_Instructions for the task_
Reproduce every one of the lines below word for word, leaving the pictures out of your answer.

_Records supplied_
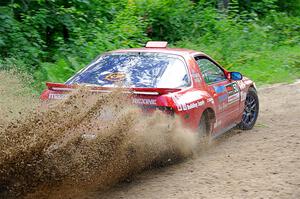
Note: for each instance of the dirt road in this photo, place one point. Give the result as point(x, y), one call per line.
point(261, 163)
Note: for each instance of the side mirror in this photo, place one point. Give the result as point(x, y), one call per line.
point(235, 76)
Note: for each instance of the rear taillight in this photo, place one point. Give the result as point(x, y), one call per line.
point(166, 109)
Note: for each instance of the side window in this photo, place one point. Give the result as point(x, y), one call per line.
point(211, 72)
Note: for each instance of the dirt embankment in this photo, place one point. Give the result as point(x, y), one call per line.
point(85, 143)
point(66, 148)
point(261, 163)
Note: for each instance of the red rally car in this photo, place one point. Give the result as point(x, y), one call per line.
point(190, 84)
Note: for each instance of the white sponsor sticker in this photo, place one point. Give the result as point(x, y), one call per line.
point(233, 98)
point(143, 101)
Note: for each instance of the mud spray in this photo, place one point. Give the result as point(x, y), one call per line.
point(85, 142)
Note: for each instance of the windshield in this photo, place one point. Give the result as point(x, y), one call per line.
point(155, 70)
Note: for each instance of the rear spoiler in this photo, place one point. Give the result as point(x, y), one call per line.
point(138, 91)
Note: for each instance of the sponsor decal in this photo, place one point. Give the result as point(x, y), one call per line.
point(57, 96)
point(115, 76)
point(182, 106)
point(210, 100)
point(217, 123)
point(234, 98)
point(233, 93)
point(220, 89)
point(196, 76)
point(223, 97)
point(143, 101)
point(243, 95)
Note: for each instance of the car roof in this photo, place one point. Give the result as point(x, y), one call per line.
point(176, 51)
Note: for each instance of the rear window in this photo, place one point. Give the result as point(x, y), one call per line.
point(155, 70)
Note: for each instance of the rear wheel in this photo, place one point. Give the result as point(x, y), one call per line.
point(204, 129)
point(251, 110)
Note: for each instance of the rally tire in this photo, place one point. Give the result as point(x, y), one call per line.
point(204, 129)
point(251, 110)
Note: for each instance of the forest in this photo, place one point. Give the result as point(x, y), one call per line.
point(52, 39)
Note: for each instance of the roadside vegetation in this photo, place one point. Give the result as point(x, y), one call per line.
point(52, 39)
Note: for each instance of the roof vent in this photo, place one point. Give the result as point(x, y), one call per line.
point(156, 44)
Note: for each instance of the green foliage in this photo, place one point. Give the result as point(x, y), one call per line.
point(52, 39)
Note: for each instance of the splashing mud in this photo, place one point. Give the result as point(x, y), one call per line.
point(82, 143)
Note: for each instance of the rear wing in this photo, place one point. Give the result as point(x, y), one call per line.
point(138, 91)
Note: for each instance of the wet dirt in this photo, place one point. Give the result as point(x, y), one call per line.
point(260, 163)
point(67, 148)
point(83, 146)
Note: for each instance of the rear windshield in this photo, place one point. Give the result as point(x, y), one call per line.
point(155, 70)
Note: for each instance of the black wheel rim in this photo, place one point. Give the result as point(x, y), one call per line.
point(250, 111)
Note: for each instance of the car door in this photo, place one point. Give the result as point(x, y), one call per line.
point(225, 93)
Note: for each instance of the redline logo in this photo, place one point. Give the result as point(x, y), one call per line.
point(144, 101)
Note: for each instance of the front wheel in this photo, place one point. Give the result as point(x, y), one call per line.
point(251, 110)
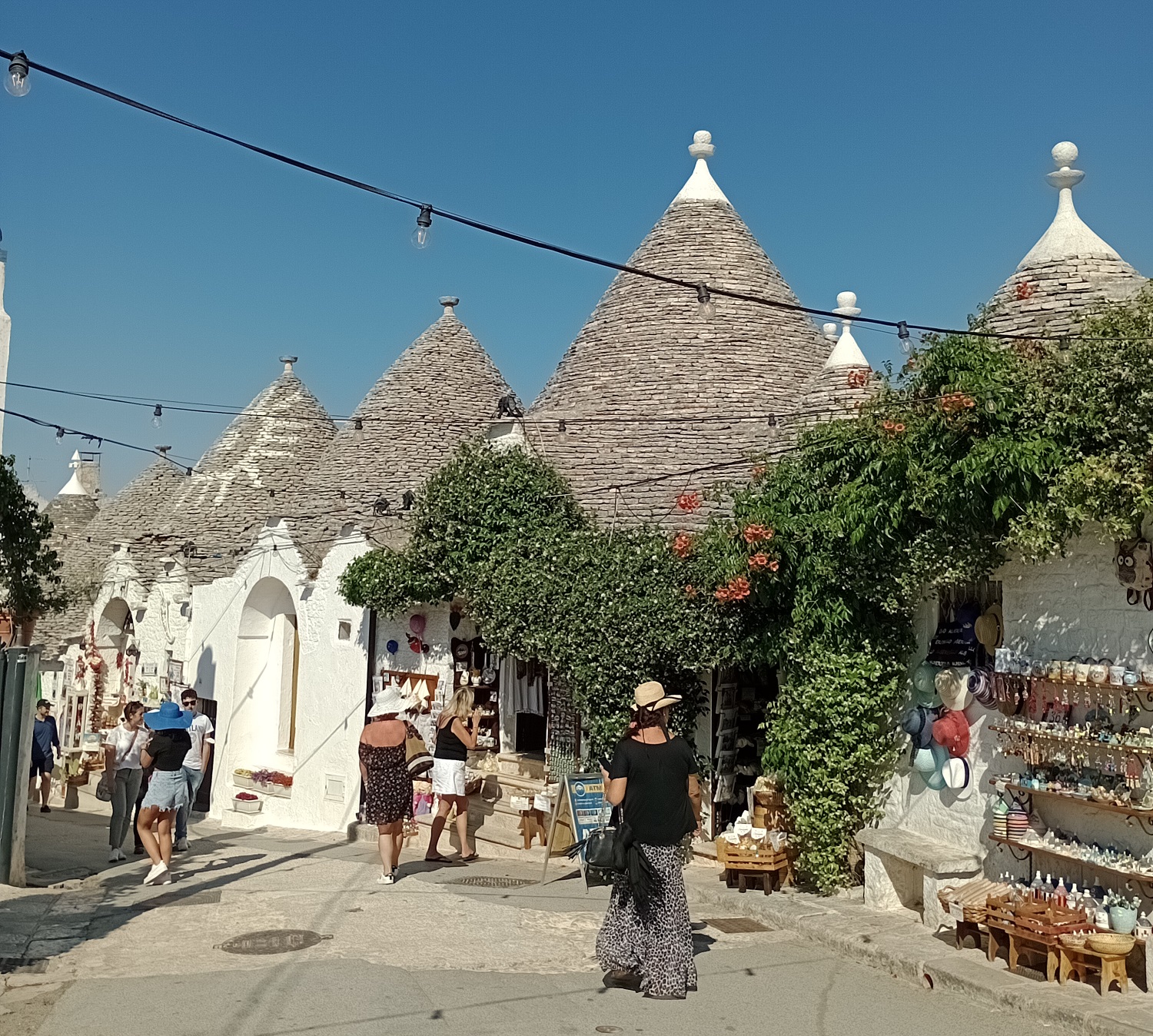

_Response_
Note: for each instance of the dirt road in this photo, place one point. Give the result as point(x, y), one call per line.
point(261, 163)
Note: for each instance of the side mirror in this photo, place one point. Give the result as point(x, y), one call per line.
point(235, 76)
Note: for each instance of the rear taillight in this photo, place one point. Give the result as point(x, y), one call per line.
point(166, 109)
Note: for each instance of the side window in this photo, place one point. Give the result as point(x, y), one call per line.
point(211, 72)
Note: for each instance of the dirt embankment in this photo, place one point. Give the result as point(x, y), one call per line.
point(85, 143)
point(66, 148)
point(261, 163)
Note: for each instance of the red rally car in this photo, place one point. Give the result as point(x, y), one call per line.
point(190, 84)
Note: for each instance of the white sponsor sticker in this photo, place one point. Give the result as point(x, y), one call per line.
point(233, 98)
point(143, 101)
Note: for each instance of the mud spray in this photo, place one point. Give the result as point(x, y), one call per line.
point(85, 142)
Note: for each instance of the windshield in this photo, place one point. Give the result as point(x, y), one call per line.
point(155, 70)
Note: for each instance of the rear spoiler in this photo, place one point. Give the result as point(x, y), one call per line.
point(138, 91)
Note: for each instance of the sponsor decal in this photo, place one point. Give the result as point(x, y), one call per line.
point(57, 96)
point(115, 76)
point(182, 106)
point(210, 100)
point(217, 123)
point(234, 98)
point(233, 93)
point(220, 89)
point(196, 76)
point(223, 97)
point(143, 101)
point(243, 95)
Note: for each instance of the car roof in this photo, place one point. Give the result as point(x, y), one call per line.
point(176, 51)
Note: for each instance of the rear window in this photo, place one point. Give the result as point(x, y), one call per line.
point(155, 70)
Note: for each instance of the rear wheel in this photo, place one point. Give the result as point(x, y), one call per line.
point(204, 129)
point(251, 110)
Note: for each instance of the rally tire in this photo, place one point. Give the result as point(x, y), one call per line.
point(204, 129)
point(251, 110)
Note: for each instance of the forest in this photo, place one point. Give the result as point(x, y), one call per line.
point(52, 39)
Note: for each instance of the roadside vegetation in this photo, place one point. Give the result as point(x, y), one call per line.
point(52, 39)
Note: for each instance of the roof vent in this photo, place one point. Give the result as point(x, y), one call per line.
point(156, 44)
Note: for each instance of the green foliage in this photo, place one point. Give the result as point(x, y), one call per line.
point(52, 39)
Note: for each instance of the splashing mud in this photo, place one point. Give the result as point(x, y), one call per line.
point(82, 143)
Note: for each instance of the rear wing in this photo, place one point. Give the result as point(x, y), one call per line.
point(138, 91)
Note: for each instance of the wet dirt in this photo, place one point. Give the result as point(x, y), one call per line.
point(260, 163)
point(67, 148)
point(83, 146)
Note: for each instance of the rear windshield in this photo, place one point. Give the result as point(x, y), one call per line.
point(155, 70)
Note: for each instance of the black wheel rim in this photo, place one point. Give the result as point(x, y), one call per line.
point(250, 111)
Note: for each instance of the car door in this photo, place one point. Give the result as point(x, y), one call per line.
point(225, 93)
Note: for each instance of the redline logo in this photo, place one point. Give the result as point(x, y), one call per line.
point(144, 101)
Note: for each instance of the front wheel in this photo, place one point. Give the result as point(x, y), one call per line.
point(251, 110)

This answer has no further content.